## What you will do
Copy out each of the following records verbatim, without altering any wording.

## Records for the task
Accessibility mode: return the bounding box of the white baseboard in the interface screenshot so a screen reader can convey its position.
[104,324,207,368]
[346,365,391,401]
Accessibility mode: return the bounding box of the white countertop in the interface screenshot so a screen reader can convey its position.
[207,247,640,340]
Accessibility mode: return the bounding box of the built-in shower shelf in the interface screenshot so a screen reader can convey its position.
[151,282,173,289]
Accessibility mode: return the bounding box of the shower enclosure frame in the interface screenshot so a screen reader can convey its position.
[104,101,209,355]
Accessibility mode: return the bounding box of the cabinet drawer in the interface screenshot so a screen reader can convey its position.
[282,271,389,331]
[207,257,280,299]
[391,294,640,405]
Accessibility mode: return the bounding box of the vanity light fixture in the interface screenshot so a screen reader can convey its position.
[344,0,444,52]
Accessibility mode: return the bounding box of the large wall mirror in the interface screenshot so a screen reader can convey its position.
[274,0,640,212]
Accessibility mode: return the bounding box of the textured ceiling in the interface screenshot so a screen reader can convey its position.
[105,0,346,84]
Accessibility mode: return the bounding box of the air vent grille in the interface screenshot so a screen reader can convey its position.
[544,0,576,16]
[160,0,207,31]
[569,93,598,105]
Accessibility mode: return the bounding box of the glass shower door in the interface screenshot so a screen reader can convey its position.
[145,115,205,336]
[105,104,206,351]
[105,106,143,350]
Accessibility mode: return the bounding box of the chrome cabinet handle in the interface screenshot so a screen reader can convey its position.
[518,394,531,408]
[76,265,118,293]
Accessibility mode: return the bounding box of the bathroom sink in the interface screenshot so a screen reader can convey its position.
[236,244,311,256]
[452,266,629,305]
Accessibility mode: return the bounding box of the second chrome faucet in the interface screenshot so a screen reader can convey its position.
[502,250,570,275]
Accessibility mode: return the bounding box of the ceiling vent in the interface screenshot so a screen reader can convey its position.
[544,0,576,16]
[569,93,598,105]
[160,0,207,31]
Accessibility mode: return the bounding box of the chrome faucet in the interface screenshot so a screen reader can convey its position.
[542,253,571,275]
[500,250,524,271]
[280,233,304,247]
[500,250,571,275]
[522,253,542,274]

## Correct response
Accessibility mode: return the bounding box of the white baseboard in the interface screenshot so a screen reader can convey its position.
[104,324,207,368]
[346,365,391,401]
Accessibility mode: return the bounding box of the white countertop in the interface screenshot so a screen reader can convey its position.
[207,247,640,340]
Accessibility mode: return the bounding box of the built-in shower shelf in the interface screenshot so a screen reader can convey its position.
[151,282,173,289]
Accessibility mode: return the bounding box of the shower enclosure frame in the interface screenshot so a screen reader can convey its position.
[104,101,209,355]
Accessibility mode: return the bounding box of the cabinet drawer in the interface screenshot so a screen reader can convey its position.
[282,271,389,331]
[207,257,280,299]
[391,294,640,405]
Accessibility mode: return the bounding box of the vanity light fixture in the interface screenshot so a screen reader can convey its position.
[344,0,444,52]
Accessibility mode: return the bounding box of the large wall mirror in the interface screenshot so a screen reader can convey its position.
[274,0,640,212]
Accessibility mode: return the bounding box of the textured ceiling in the interface screenshot so a screen reader can convey its position.
[105,0,346,84]
Accessibility mode: return the bounding box of the air vent grille in the interface screenshot so a screen reader can convey its position.
[544,0,576,16]
[160,0,207,31]
[569,93,598,105]
Accessibility mode: return the bounding box of the glass shower door in the interface screenshot so a screen reader can convey its position.
[145,115,205,336]
[105,104,206,351]
[105,106,143,350]
Accessibility mode: return the bounding box of the chrome cabinet handle in the interface screenshot so a screen reader can convey its position.
[518,394,531,408]
[76,265,118,293]
Accessibility mode: return the bounding box of the bathroom sink in the interface screenshot so a screen reader can convey its position.
[236,244,311,256]
[452,266,629,305]
Accessibility mode: return the bounding box of the second chrome faucet in the interface screenshot so a screen reader can convey its position.
[502,250,570,275]
Accessibility mode: return the bounding box of the ceiling vent in the interface screenshot so a screen reader can convey its position.
[544,0,576,16]
[569,93,598,105]
[160,0,207,31]
Accessibility mode: return the bounding box of the chrome faucet in the interface screenshot so a screen reader can convey its position.
[542,253,571,275]
[500,250,524,271]
[280,233,304,247]
[500,250,571,275]
[522,253,542,274]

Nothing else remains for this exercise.